Text excerpt |

Understand Your Emotional Eating and Stop For Good

Why Emotional Eating

Stressors are not uncommon in today’s culture—long work hours, difficult co-workers, or relationship struggles, among so many others. Does a tub of ice cream or a bag of chips call your name when you are overcome with anxiety or stress? If this sounds like your life, you may very well be an emotional eater and, if you are, you are all too familiar with the cycle.

Emotional eating is more than just a “binge” on your favorite foods. Emotional eating is when we eat in response to some type of emotional trigger, such as stress, boredom or sadness. This response of eating is an attempt to feel better (manage) the emotions with food. Emotional eating is often thought of as a way to cope with negative feelings, but it is actually inclusive of all emotions, negative and positive.

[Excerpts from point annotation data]
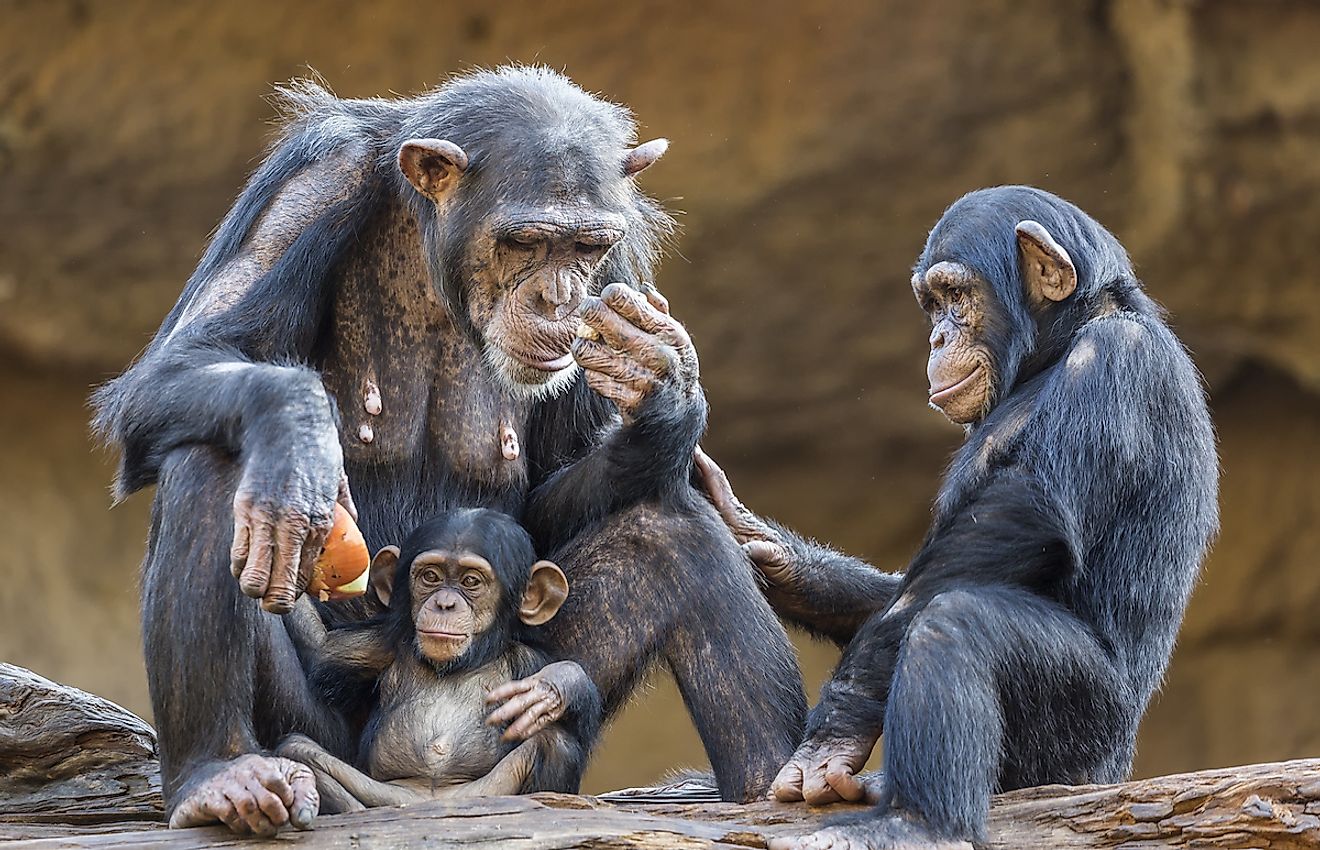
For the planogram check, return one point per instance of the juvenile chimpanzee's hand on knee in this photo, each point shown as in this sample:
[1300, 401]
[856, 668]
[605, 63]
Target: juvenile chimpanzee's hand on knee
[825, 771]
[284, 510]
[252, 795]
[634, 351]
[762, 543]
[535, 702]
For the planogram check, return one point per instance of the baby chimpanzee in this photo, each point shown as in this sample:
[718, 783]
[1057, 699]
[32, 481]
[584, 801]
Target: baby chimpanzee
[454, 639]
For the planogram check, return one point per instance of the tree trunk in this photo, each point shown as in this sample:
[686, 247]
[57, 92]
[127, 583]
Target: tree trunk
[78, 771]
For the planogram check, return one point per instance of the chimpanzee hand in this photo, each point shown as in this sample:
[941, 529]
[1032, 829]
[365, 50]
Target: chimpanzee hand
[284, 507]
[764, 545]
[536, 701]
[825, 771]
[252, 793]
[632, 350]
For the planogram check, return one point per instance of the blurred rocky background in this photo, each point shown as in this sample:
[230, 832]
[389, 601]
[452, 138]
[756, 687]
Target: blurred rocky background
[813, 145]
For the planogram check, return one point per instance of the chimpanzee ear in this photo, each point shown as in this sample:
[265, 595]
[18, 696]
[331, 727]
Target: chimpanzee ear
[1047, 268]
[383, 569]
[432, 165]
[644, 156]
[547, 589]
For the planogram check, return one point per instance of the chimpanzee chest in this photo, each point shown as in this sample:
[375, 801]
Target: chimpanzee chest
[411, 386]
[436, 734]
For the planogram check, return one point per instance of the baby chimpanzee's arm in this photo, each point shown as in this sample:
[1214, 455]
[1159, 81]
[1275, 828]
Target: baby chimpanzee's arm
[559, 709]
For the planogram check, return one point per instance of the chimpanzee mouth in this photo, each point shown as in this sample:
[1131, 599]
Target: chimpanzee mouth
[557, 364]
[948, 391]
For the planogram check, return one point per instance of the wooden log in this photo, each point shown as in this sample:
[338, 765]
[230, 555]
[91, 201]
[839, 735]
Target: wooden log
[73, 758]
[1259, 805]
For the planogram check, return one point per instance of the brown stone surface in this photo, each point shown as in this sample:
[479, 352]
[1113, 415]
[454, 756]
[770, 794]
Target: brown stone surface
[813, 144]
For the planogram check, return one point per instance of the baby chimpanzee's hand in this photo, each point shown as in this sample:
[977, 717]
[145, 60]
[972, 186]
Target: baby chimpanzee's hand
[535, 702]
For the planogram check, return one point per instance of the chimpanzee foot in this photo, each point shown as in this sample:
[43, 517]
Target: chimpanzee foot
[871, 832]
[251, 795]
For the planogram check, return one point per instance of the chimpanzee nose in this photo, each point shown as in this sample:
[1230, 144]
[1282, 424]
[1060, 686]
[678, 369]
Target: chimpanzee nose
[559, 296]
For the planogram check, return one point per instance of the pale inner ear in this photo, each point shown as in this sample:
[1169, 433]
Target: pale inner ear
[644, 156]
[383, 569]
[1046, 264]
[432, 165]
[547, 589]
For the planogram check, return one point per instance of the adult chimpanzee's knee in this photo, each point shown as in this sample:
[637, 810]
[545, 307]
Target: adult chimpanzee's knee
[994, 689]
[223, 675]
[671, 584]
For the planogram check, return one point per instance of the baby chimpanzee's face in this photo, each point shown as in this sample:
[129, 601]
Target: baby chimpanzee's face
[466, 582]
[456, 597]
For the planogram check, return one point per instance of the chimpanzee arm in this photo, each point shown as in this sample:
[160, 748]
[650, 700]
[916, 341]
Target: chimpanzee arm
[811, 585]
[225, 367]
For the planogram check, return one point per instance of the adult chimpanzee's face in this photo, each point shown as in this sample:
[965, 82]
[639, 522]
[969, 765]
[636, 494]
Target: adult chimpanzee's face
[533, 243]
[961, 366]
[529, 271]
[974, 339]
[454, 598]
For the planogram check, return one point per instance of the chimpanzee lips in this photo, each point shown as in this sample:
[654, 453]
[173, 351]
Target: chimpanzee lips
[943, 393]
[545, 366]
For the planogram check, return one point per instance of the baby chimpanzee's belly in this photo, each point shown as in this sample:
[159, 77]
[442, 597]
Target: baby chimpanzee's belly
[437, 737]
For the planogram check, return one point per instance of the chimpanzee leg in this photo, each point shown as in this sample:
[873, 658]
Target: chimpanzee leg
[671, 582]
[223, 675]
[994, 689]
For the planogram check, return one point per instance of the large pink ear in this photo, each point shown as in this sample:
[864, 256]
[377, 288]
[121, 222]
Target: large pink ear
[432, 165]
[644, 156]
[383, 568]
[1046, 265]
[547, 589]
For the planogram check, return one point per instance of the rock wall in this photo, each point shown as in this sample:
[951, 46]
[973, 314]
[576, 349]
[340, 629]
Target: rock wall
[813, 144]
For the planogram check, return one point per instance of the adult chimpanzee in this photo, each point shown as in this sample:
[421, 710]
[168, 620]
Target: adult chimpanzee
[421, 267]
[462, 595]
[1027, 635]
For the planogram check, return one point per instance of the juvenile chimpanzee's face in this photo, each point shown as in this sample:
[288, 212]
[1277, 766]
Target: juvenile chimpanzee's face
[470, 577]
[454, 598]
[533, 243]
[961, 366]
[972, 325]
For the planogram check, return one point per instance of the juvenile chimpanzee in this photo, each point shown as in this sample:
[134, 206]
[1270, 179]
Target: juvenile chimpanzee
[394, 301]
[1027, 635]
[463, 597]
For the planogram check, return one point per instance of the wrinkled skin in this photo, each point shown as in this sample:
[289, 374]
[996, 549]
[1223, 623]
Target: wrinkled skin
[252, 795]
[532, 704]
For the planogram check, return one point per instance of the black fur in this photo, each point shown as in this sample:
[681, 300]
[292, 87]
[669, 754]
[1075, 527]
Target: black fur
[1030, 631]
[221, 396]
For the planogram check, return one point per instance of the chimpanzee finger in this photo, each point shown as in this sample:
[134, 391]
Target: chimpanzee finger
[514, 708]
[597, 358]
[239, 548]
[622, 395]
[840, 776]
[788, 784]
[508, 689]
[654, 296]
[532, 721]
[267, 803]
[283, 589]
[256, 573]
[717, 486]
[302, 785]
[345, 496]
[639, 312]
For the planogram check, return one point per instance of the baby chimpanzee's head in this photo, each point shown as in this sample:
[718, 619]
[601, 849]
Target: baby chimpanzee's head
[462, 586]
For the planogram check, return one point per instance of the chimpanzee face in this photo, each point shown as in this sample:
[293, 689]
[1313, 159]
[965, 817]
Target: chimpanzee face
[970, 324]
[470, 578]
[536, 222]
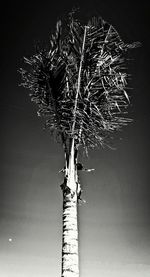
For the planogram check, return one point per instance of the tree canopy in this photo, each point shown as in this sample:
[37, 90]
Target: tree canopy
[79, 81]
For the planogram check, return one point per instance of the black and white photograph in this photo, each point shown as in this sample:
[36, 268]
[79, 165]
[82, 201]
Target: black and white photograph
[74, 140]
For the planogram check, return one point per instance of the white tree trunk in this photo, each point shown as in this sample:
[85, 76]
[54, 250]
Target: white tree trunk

Given instruction 1 |
Can you repeat the emotional eating article from "Why Emotional Eating" up to and including "with the cycle.", switching "ice cream" to "frozen yogurt"?
Given instruction 2 |
Answer these questions about the emotional eating article:
(a) What three stressors does it give as examples?
(b) Besides stress, which two emotional triggers does it name?
(c) Which emotions does emotional eating include, according to it?
Given instruction 3 |
Could you finish out the next part of the emotional eating article, picking up after its last sentence?

Right answer 1 |
Why Emotional Eating

Stressors are not uncommon in today’s culture—long work hours, difficult co-workers, or relationship struggles, among so many others. Does a tub of frozen yogurt or a bag of chips call your name when you are overcome with anxiety or stress? If this sounds like your life, you may very well be an emotional eater and, if you are, you are all too familiar with the cycle.

Right answer 2 |
(a) Long work hours, difficult co-workers, and relationship struggles.
(b) Boredom and sadness.
(c) All emotions, both negative and positive.

Right answer 3 |
One huge issue with emotional eating is the after math. I personally struggle with this and have learned to overcome it throughout the years, wanting to break the cycle. Eating in response to emotions has never permanently changed anything for me—it was only temporary, and usually left me feeling worse than I did before. To help stop emotional eating, let’s look at some of the reasons you might be answering the call of Ben & Jerry’s or the local pizza joint all too often.

  • Boredom

Boredom in regard to emotional eating comes in several facets. You may be bored of your daily food choices. Sometimes when you are on a diet, you can simply get bored and start to become disenchanted with the measured, bored and blank foods. Soon, it is very easy to lose any pleasure from your meals. This can lead to an emotional response to that boredom by making an impromptu decision to drive thru the nearest McDonalds for a Big Mac. If this sounds like you, try to bring pleasure back into your daily diet. Try a new recipe, or give yourself one—emphasis on one—cheat meal so you do not feel deprived.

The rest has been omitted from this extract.